Material shown:
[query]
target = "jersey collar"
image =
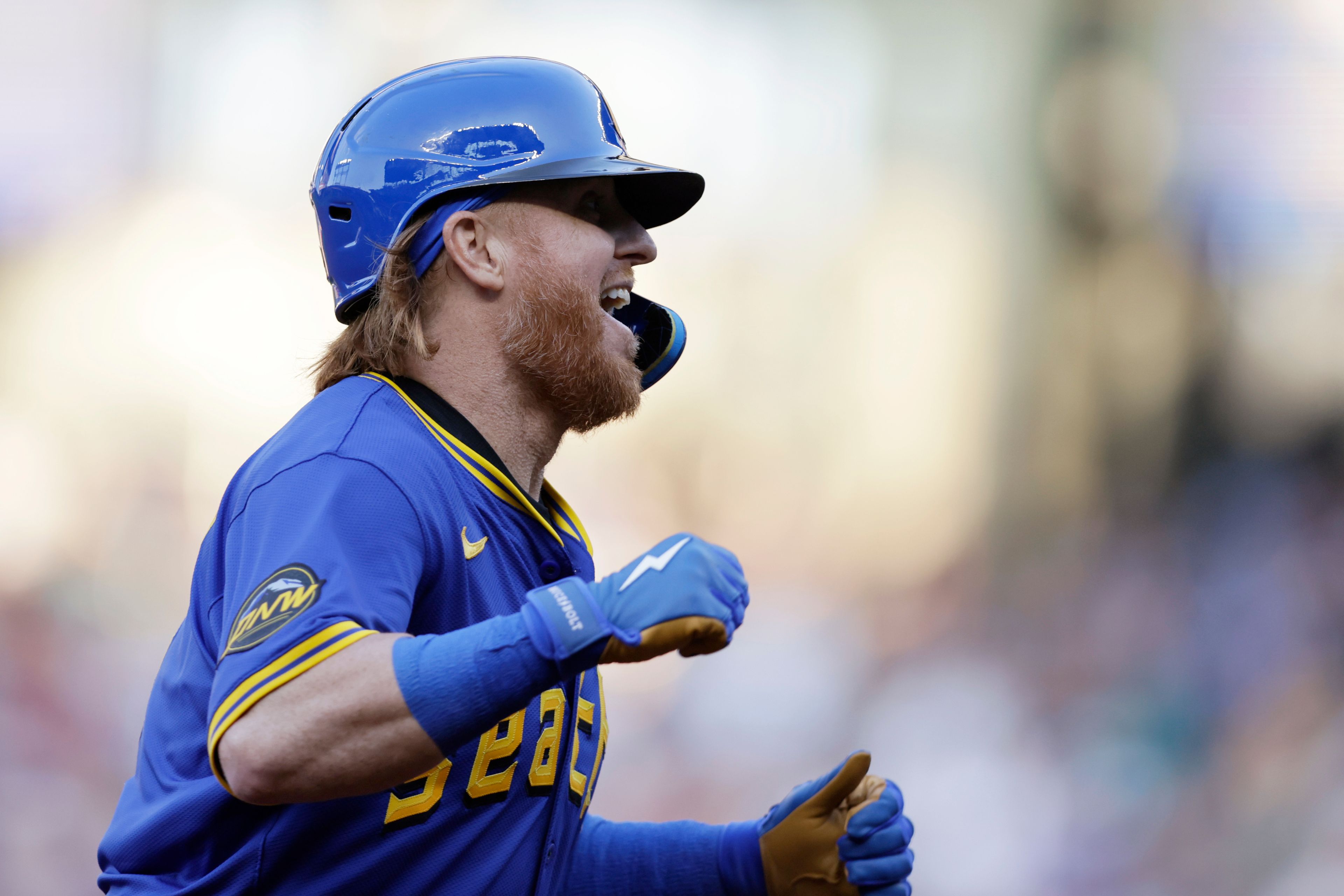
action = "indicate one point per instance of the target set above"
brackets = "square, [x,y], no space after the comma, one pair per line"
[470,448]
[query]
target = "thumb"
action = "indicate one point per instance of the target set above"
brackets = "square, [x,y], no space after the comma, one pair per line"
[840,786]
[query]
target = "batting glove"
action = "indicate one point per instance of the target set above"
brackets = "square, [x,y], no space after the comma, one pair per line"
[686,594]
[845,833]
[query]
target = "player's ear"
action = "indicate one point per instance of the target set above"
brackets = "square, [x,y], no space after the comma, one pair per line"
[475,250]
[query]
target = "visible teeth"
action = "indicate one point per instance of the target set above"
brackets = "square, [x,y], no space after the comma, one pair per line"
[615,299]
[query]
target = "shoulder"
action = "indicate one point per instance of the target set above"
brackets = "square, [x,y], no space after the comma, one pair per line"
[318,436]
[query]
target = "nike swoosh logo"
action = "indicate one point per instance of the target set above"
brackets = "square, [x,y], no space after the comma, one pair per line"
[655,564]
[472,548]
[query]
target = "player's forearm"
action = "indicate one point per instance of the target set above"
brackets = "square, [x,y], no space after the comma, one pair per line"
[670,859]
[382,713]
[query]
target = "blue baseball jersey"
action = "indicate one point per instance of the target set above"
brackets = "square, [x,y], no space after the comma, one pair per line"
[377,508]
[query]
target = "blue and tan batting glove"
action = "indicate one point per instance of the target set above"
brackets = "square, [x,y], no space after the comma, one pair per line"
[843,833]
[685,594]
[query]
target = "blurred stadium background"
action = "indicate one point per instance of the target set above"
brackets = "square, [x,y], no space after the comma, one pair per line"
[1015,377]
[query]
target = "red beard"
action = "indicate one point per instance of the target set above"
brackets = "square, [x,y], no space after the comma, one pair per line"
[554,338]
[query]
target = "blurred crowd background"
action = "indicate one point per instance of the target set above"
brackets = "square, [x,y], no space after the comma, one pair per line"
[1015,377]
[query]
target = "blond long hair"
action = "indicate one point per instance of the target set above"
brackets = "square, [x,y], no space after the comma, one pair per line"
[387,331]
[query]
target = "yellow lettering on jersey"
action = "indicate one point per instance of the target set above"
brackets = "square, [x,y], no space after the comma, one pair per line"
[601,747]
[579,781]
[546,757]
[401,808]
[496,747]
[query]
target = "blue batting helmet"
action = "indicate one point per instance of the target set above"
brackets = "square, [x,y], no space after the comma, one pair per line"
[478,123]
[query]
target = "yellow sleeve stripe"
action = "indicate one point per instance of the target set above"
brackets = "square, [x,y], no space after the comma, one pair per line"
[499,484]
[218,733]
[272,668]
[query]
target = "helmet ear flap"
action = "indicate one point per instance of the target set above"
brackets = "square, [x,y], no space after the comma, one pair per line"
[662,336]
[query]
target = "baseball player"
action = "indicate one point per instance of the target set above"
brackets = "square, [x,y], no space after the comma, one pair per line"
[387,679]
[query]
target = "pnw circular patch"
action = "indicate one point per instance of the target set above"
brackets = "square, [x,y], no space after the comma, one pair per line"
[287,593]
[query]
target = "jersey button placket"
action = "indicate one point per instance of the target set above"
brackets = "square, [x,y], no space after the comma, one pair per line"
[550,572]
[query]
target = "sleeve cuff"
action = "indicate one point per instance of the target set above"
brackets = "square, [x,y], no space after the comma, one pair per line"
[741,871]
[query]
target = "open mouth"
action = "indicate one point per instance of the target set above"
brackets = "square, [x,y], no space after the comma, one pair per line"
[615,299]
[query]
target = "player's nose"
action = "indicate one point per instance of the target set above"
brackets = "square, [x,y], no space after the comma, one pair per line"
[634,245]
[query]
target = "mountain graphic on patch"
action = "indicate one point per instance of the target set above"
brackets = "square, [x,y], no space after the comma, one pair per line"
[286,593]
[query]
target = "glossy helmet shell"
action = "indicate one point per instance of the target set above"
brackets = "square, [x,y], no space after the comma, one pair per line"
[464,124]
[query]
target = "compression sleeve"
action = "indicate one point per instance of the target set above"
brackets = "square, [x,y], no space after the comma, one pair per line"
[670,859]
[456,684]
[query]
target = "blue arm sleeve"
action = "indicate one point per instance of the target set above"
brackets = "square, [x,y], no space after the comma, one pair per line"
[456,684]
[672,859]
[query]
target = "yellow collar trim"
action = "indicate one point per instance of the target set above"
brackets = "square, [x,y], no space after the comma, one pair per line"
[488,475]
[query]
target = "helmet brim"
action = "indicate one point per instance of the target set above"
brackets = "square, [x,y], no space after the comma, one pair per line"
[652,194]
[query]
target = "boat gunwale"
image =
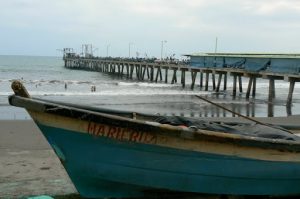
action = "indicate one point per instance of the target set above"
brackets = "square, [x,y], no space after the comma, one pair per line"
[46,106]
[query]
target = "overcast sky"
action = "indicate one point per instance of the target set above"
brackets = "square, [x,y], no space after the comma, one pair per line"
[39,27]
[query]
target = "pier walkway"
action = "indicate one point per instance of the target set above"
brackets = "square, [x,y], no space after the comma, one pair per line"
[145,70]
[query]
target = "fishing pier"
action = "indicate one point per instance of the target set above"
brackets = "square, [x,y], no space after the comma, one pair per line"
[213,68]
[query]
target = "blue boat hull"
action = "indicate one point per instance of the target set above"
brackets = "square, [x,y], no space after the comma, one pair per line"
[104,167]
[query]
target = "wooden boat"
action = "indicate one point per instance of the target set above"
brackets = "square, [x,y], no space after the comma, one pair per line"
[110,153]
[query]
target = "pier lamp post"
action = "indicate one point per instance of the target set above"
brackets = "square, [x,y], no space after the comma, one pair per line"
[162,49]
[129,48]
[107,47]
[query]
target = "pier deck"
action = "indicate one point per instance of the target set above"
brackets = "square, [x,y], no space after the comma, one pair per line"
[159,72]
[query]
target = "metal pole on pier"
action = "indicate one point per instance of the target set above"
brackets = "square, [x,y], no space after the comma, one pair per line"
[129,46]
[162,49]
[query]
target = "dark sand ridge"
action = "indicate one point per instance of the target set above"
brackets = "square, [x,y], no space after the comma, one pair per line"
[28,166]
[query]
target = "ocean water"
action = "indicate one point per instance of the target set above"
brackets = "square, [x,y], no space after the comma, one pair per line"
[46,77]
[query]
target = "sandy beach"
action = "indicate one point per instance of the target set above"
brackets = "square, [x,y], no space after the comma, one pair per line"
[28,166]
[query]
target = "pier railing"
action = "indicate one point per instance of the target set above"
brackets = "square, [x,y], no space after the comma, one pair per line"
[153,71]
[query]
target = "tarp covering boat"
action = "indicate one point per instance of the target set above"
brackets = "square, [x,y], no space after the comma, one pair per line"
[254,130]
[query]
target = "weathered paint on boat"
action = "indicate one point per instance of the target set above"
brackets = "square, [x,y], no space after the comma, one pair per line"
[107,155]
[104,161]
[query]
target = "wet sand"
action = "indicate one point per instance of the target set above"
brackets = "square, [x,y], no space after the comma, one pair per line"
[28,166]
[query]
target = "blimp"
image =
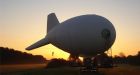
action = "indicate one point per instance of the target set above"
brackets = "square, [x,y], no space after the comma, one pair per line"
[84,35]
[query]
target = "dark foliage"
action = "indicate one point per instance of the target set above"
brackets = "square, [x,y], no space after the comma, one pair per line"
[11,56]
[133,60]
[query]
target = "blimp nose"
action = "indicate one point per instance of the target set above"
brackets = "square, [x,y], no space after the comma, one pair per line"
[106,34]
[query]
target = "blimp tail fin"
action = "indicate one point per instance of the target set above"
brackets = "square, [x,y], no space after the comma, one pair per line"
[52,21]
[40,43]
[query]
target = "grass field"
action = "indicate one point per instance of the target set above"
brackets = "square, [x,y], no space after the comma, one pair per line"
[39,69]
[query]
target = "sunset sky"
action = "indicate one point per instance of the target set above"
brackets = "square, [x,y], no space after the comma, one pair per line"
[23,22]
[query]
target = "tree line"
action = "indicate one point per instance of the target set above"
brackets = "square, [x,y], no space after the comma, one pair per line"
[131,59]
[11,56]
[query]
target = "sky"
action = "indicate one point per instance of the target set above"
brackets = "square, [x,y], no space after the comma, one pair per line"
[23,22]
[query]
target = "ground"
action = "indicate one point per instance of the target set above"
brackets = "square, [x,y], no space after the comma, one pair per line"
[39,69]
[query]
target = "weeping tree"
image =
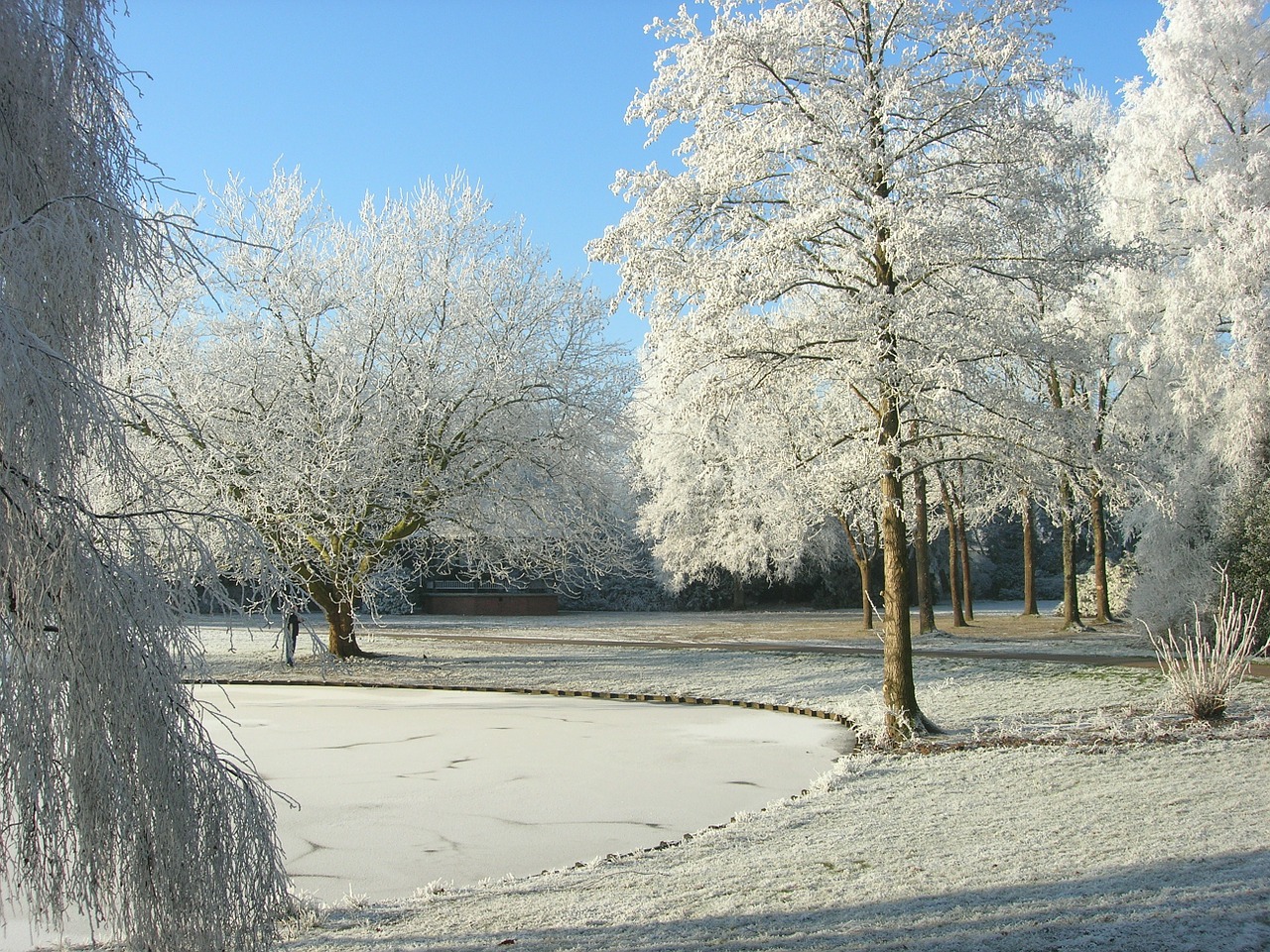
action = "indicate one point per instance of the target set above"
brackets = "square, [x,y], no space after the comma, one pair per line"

About this task:
Find the word "sleeve" in the entries above and gather every line that holds it.

Solution to the exercise:
target = "yellow sleeve stripe"
target = "sleeve cuff"
target = "compression sleeve"
target = "blue arm sleeve"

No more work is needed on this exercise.